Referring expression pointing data
------------------------

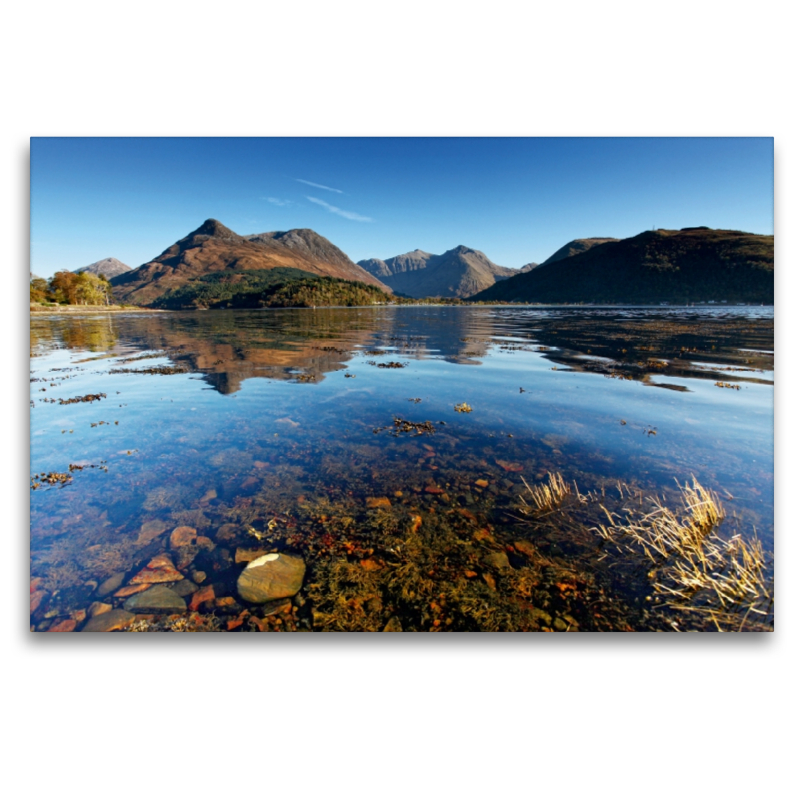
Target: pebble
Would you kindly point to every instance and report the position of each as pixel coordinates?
(184, 587)
(379, 502)
(271, 577)
(115, 620)
(204, 595)
(182, 536)
(99, 608)
(497, 560)
(111, 585)
(65, 626)
(150, 530)
(248, 554)
(156, 600)
(158, 570)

------------------------

EXERCISE AIM:
The records above are to be repeated word for word, with the pictures omitted.

TASK RESULT:
Target: pebble
Would you kindly point to every instance and report the position of each as pixel coordinates?
(184, 587)
(379, 502)
(271, 577)
(115, 620)
(204, 595)
(182, 536)
(99, 608)
(497, 560)
(111, 585)
(65, 626)
(150, 530)
(248, 554)
(156, 600)
(158, 570)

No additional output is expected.